Depreciation and Amortization Expense

     Depreciation and Amortization expense increased $500,000 or 4.6% in the
first quarter of 1997 when compared to last year's first quarter due largely to
increased Core Electric plant in service.

Other Income and (Deductions) - Net

     Other Income and (Deductions) - Net increased by approximately $1.1
million in this year's first quarter.  This increase is due primarily to
interest income related to the favorable resolution of a Massachusetts
corporate income tax dispute and the impact of changes to EUA Cogenex pension
and post-retirement welfare benefit plans.

Interest Charges

     Net interest charges decreased by approximately $100,000 in the first
quarter of 1997 due primarily to a decrease of $400,000 in long-term debt
interest resulting from the operation of normal sinking fund provisions offset
by a decrease in capitalized interest of EUA Cogenex of approximately $300,000.

Liquidity and Sources of Capital

     The EUA System's need for permanent capital is primarily related to
investments in facilities required to meet the needs of its existing and future
customers.

» **Information supplied**:

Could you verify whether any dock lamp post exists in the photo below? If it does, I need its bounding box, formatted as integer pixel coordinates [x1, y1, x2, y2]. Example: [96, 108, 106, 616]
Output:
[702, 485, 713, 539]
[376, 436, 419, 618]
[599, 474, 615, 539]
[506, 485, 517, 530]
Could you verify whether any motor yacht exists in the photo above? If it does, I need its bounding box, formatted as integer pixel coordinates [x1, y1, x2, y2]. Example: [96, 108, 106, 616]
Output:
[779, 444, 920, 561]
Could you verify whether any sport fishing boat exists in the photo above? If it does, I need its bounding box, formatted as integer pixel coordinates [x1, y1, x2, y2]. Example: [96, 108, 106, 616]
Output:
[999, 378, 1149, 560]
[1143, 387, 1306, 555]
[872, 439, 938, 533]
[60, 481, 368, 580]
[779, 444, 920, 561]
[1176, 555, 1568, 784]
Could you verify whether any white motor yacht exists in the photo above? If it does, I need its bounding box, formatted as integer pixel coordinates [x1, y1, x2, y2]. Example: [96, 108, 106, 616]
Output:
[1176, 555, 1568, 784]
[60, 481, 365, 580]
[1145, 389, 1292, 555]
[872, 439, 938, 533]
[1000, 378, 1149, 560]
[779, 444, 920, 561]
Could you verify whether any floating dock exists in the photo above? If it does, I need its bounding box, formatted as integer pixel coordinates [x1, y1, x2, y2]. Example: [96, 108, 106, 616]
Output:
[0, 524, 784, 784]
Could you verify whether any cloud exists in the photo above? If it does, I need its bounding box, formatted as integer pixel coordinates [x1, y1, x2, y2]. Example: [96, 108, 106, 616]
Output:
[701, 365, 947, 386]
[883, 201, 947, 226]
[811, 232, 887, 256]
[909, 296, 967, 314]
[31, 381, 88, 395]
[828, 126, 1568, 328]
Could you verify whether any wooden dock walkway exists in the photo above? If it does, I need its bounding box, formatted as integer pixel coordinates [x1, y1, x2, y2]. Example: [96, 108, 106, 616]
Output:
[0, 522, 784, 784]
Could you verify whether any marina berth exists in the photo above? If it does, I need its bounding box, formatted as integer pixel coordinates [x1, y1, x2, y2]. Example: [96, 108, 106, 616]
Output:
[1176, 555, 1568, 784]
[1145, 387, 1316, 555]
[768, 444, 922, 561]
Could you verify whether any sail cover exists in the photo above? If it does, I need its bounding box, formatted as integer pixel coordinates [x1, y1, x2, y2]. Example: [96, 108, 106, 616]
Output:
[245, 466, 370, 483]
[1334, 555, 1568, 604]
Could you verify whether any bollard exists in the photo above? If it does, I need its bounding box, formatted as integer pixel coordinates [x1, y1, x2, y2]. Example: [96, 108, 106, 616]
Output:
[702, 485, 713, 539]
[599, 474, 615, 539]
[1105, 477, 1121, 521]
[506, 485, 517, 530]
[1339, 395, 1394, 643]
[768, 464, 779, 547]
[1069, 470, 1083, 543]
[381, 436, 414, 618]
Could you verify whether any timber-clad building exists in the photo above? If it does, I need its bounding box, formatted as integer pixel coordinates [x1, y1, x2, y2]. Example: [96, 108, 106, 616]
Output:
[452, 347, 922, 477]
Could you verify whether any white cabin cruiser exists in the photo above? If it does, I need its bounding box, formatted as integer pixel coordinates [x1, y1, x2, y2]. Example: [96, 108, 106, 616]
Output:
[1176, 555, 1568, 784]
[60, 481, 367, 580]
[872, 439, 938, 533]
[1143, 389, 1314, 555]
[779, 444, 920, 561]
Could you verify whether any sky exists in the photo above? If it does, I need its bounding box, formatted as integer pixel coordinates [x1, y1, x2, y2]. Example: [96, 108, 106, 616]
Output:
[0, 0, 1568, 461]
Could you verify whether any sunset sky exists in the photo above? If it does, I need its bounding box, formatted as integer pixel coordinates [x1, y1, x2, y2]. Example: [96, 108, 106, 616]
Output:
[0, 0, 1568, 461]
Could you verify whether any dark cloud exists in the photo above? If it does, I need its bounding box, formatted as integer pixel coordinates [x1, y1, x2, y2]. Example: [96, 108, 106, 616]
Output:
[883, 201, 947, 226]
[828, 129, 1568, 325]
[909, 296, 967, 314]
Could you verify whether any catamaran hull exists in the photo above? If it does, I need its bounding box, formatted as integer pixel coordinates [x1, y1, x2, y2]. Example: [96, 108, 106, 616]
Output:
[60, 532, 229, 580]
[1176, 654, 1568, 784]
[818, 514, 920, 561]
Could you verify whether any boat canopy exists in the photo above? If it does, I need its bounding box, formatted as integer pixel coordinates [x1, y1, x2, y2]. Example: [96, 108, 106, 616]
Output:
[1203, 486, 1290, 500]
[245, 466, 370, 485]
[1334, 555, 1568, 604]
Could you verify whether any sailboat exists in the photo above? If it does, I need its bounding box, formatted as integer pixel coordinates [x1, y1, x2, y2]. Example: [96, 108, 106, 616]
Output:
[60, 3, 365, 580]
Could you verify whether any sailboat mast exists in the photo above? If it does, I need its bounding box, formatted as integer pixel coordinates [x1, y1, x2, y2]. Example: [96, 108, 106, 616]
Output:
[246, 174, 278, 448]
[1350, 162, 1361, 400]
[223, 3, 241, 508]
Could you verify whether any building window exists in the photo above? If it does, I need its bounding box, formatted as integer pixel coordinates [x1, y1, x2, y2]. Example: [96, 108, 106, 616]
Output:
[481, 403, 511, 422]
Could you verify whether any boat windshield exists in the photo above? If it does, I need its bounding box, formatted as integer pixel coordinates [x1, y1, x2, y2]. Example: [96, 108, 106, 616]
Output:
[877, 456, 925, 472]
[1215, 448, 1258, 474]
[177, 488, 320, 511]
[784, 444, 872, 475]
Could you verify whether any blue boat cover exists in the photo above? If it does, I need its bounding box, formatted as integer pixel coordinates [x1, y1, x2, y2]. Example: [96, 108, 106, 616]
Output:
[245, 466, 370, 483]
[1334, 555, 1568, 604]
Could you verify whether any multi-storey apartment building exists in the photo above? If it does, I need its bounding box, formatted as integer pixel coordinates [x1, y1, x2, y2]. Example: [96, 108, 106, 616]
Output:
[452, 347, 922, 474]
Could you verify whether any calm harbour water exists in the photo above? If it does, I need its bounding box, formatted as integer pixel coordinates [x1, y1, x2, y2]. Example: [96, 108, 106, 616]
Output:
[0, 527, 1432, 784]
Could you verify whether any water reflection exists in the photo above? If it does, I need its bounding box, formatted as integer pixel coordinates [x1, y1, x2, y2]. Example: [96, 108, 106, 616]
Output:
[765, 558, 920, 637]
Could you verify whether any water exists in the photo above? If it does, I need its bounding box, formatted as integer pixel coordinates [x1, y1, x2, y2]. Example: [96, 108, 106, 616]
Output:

» **Given task A**: Rewrite the quarterly results text starting at "Depreciation and Amortization expense increased" and ending at "welfare benefit plans.", putting "postretirement" in place of "post-retirement".
» **Given task B**: Go on with the quarterly results text, picking up after its last sentence.

» **Final result A**:
Depreciation and Amortization expense increased $500,000 or 4.6% in the
first quarter of 1997 when compared to last year's first quarter due largely to
increased Core Electric plant in service.

Other Income and (Deductions) - Net

     Other Income and (Deductions) - Net increased by approximately $1.1
million in this year's first quarter.  This increase is due primarily to
interest income related to the favorable resolution of a Massachusetts
corporate income tax dispute and the impact of changes to EUA Cogenex pension
and postretirement welfare benefit plans.

» **Final result B**:
     Traditionally, cash construction requirements not met with internally
generated funds are financed through short-term borrowings which are ultimately
funded with permanent capital.  At March 31, 1997, EUA System companies
maintained short-term lines of credit with various banks aggregating
approximately $140 million.  Outstanding short-term debt at March 31, 1997 and
December 31, 1996 by Business Unit was as follows (in Thousands):

                                March 31, 1997  December 31, 1996
    Core Electric Business             $ 9,103         $ 3,670
    Energy Related Business             28,412          24,341
    Corporate                            9,657          23,837
       Consolidated                    $47,172         $51,848

    For the three months ended March 31, 1997, internally generated funds
amounted to approximately $15.3 million while the EUA System's cash
construction requirements amounted to approximately $20.4 million for the same
period.  Various laws, regulations and contract provisions limit the use of
EUA's internally generated funds such that the funds generated by one
subsidiary are not generally available to fund the operations of another
subsidiary.

Electric Utility Industry Restructuring

     On August 7, 1996 the Governor of Rhode Island signed into law the URA.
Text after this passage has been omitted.